Mysterious kidney disease on the rise in South Asia
It was an enigma when it was discovered in the early 1990s. And despite the efforts of scientists in fields from hydrology to medicine, it largely remains so.
Chronic kidney disease of unknown causes, or CKDu, has become a widespread threat to agricultural workers in South Asia, especially in Sri Lanka.
CKDu is a growing health issue in more than a dozen countries in Asia, South America and the Middle East, scientists say. Sri Lanka is the most affected, with the highest number of CKDu patients.
In 2014, Sri Lanka's Ministry of Health documented 16,479 CKDu cases. In 2015, the number was 20,828.
The incidence of the disease has increased dramatically in the country's North Central Province (NCP). The NCP lies in Sri Lanka's dry zone, where freshwater is limited. "CKDu is fast becoming an epidemic there," says hydrologist Tissa Illangasekare of the Colorado School of Mines. A clue may lie in the poor quality of the region's drinking water.
To help solve the puzzle, Illangasekare received support from the National Science Foundation (NSF) for a scientific workshop on CKDu.
"Contaminants in water appear to be a causative factor in CKDu," says Holly Barnard, a program director in NSF's Division of Earth Sciences, which funded the workshop. "But the origin, flow and mixing of multiple water types make it difficult to isolate a single cause-and-effect relationship."
The workshop brought together hydrologists, engineers, occupational medicine specialists, social scientists and environmental health scientists for site visits to what may be "ground zero" in Sri Lanka's CKDu epidemic: NCP agricultural districts.
The NCP covers some 16 percent of Sri Lanka's total area, making it the nation's largest province. But CKDu isn't limited to that region; it has now spread to adjacent provinces such as Uva, North Western, Northern, Central and Eastern.
CKDu is insidious, says Illangasekare, because it's unrelated to traditional causes of kidney failure such as diabetes and high blood pressure, and tends to strike people between the ages of 40 and 60.
"In contrast, the chronic kidney disease common in developed countries is often a malady of aging," he says.
CKDu progresses slowly. By the time most people seek treatment, their kidneys have usually reached the stage of irreversible damage.
Another clue: The disease is found in warm climates and in agricultural communities with low socioeconomic levels. "CKDu patients in Sri Lanka are primarily male 'paddy,' or rice, farmers," says Illangasekare.
Poverty contributes to malnutrition and a reliance on untreated drinking water in reservoirs, canals and wells, which, scientists believe, may be major factors in the disease.
Other suspected causes of CKDu are hot weather that leads to heat stress and dehydration; metals such as arsenic and cadmium that accumulate in food; water with high fluoride content; and agrochemicals that make their way into water supplies.
Something in the water
Farmers in areas where CKDu is common obtain drinking water from irrigation canals, shallow aquifers that are recharged by canal seepage, and deep-bored wells.
Early NCP settlers extracted well water with buckets. "With the advent of inexpensive pumps, however, well water is now withdrawn using these pumps," says Illangasekare.

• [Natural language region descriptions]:

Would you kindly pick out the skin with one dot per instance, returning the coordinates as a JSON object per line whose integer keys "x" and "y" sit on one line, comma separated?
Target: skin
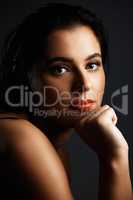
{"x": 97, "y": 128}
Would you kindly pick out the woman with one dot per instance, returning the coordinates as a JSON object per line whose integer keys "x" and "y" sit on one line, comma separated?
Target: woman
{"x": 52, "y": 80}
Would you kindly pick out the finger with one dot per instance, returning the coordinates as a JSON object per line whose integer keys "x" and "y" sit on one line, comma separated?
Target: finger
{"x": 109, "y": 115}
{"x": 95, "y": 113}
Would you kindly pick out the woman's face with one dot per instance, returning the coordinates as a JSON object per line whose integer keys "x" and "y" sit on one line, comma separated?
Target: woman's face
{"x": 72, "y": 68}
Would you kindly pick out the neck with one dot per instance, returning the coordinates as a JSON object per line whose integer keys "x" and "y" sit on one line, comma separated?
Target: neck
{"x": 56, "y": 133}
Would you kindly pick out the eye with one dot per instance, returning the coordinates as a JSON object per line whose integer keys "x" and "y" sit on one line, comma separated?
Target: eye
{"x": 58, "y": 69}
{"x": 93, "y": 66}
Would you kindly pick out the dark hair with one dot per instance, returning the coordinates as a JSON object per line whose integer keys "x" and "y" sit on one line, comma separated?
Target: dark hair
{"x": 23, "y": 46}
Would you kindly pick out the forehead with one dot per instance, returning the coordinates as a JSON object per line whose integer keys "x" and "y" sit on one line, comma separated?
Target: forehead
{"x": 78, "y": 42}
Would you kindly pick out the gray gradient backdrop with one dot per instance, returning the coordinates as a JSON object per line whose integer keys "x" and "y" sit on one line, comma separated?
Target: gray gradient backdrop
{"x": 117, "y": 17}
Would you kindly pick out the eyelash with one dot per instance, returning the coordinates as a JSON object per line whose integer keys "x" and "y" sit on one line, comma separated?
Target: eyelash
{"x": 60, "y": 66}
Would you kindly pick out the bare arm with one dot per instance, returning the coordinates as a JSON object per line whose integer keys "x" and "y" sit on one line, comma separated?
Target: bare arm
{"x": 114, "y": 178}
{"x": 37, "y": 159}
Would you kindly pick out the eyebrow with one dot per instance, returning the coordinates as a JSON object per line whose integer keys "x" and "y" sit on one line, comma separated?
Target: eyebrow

• [Work task 1]: From the kidney disease article, echo everything from "Chronic kidney disease of" down to "of CKDu patients.".
• [Work task 2]:
Answer these from the kidney disease article:
(a) How many CKDu cases did Sri Lanka's Ministry of Health document in 2015?
(b) What share of Sri Lanka's total area does the North Central Province cover?
(c) Which NSF division funded the workshop on CKDu?
• [Work task 3]: In the kidney disease article, turn the paragraph beginning "Other suspected causes of CKDu" into a list that keeps its main facts.

• [Exercise answer 1]:
Chronic kidney disease of unknown causes, or CKDu, has become a widespread threat to agricultural workers in South Asia, especially in Sri Lanka.
CKDu is a growing health issue in more than a dozen countries in Asia, South America and the Middle East, scientists say. Sri Lanka is the most affected, with the highest number of CKDu patients.

• [Exercise answer 2]:
(a) 20,828
(b) Some 16 percent
(c) The Division of Earth Sciences

• [Exercise answer 3]:
Other suspected causes of CKDu:
- Hot weather that leads to heat stress and dehydration
- Metals such as arsenic and cadmium that accumulate in food
- Water with high fluoride content
- Agrochemicals that make their way into water supplies